== Written request ==
Retype the lines below, from the line containing "point_to(query) locates the gray" through the line containing "x=264, y=140", including both of those lines.

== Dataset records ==

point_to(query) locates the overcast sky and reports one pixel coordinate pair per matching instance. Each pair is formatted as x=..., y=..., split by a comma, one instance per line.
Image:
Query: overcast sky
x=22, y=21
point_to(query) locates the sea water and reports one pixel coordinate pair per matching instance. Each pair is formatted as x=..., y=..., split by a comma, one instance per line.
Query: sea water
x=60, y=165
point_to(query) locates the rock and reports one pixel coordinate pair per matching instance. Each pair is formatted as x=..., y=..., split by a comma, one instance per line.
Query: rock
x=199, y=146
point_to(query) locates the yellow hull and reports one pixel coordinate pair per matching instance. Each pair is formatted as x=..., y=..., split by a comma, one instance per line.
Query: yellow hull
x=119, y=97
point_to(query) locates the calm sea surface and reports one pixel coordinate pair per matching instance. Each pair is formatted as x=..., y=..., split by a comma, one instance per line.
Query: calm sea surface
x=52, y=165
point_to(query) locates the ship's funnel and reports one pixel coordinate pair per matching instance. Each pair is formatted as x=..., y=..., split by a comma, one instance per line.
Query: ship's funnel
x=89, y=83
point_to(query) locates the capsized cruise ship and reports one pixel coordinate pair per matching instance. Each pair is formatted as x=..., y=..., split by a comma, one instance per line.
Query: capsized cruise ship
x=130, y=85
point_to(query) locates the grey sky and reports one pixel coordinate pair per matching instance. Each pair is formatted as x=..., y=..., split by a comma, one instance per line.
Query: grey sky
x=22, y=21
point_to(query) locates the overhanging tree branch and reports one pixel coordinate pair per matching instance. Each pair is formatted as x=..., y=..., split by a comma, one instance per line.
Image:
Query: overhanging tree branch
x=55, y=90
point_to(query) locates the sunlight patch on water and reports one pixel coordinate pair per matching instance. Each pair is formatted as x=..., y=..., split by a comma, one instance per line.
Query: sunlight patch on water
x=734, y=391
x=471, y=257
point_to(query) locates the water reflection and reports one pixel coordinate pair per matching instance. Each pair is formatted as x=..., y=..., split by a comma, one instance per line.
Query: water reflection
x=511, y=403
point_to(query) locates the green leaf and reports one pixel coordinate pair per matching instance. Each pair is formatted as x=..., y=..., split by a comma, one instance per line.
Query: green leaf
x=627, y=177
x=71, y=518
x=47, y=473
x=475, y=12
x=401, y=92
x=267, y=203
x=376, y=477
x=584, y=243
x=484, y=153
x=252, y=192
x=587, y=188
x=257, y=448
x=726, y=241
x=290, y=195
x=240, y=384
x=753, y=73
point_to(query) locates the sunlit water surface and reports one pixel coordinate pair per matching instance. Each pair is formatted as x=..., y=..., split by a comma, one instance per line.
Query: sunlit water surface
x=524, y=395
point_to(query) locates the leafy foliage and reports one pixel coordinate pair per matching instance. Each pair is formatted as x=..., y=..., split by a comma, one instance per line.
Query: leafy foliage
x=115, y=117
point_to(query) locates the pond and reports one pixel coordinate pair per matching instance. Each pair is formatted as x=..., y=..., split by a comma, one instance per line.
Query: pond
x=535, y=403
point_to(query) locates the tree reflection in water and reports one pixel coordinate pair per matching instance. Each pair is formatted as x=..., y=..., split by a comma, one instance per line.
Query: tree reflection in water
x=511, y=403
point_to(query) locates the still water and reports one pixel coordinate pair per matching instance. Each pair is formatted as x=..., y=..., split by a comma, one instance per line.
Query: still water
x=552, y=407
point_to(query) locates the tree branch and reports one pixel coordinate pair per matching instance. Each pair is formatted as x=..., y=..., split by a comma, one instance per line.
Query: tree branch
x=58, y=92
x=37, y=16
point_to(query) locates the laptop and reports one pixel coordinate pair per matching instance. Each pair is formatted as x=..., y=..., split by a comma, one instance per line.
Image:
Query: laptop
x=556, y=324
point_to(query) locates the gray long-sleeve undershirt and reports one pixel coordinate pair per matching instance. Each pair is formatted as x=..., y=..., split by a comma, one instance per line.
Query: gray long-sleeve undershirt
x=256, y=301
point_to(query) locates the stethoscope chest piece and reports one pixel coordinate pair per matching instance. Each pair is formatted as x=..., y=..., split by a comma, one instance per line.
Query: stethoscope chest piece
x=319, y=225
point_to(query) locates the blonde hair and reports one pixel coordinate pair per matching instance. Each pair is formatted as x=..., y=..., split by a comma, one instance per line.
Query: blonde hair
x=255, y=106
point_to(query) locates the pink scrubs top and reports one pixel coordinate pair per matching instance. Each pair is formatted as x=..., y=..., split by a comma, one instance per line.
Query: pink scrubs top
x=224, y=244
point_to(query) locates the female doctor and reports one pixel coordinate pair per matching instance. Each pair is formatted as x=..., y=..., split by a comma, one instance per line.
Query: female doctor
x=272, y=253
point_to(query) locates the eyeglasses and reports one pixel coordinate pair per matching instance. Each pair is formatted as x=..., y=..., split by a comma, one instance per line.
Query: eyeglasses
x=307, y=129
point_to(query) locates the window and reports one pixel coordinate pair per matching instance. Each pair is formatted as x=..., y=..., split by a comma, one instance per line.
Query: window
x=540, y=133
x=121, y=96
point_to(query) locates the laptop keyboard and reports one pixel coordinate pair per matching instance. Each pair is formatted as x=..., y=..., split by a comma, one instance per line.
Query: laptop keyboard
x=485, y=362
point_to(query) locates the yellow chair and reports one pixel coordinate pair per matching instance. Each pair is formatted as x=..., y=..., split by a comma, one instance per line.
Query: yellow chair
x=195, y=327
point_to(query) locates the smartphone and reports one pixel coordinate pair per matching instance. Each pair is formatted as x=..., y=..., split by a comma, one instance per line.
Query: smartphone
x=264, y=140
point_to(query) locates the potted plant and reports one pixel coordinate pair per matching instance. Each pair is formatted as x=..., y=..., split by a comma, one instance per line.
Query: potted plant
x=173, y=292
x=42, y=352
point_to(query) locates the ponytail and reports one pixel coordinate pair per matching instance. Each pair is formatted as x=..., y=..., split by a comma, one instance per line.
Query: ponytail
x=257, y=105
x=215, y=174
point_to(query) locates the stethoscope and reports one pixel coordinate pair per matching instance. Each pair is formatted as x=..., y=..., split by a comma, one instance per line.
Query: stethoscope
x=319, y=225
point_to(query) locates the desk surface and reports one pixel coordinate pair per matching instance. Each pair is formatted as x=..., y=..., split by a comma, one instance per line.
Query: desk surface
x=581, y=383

== Written response ==
point_to(query) locates the gray long-sleeve undershirt and reports one pixel coordinate pair per matching instance. Each pair is formatted as x=..., y=..., split by a comma, one instance per line.
Query: gray long-sleeve undershirt
x=256, y=301
point_to(query) locates the stethoscope chest piece and reports one pixel coordinate pair per matching instance. Each pair is formatted as x=..., y=..., split by a comma, one instance per line.
Query: stethoscope chest piece
x=319, y=225
point_to(query) locates the blonde hair and reports one pixel coordinate pair per matching instance. Each pair is formatted as x=..., y=..., split by a comma, one instance per line.
Query: blonde hair
x=255, y=106
point_to(query) locates the pink scrubs top and reports one pixel coordinate pair per matching instance. Each pair is formatted as x=..., y=..., split by a comma, one instance per line.
Query: pink scrubs top
x=224, y=244
point_to(query) locates the female doctor and reports one pixel coordinate pair per matching instance. Each pair is formatted as x=..., y=..., split by a comma, one instance per line.
Query: female doctor
x=272, y=253
point_to(query) locates the eyeglasses and reports one pixel coordinate pair per matching instance. Each pair is formatted as x=..., y=..., split by a comma, one instance per line.
Query: eyeglasses
x=307, y=129
point_to(query) locates the window and reports one pixel coordinate pair per matching instance. Each pair is formatted as x=..., y=..., split by a comma, one instance per line.
Query: window
x=540, y=133
x=121, y=96
point_to(query) locates the laptop keyboard and reports one pixel coordinate pair per matching instance. Each pair is formatted as x=..., y=..., split by a comma, one instance per line.
Query: laptop keyboard
x=485, y=362
point_to(query) locates the yellow chair and reports one pixel coordinate pair per matching instance. Each pair is formatted as x=..., y=..., split by a comma, one instance per line.
Query: yellow chair
x=195, y=327
point_to(query) locates the smartphone and reports one pixel coordinate pair per matching instance. Each pair is formatted as x=..., y=..., split by a comma, one instance per line.
Query: smartphone
x=264, y=140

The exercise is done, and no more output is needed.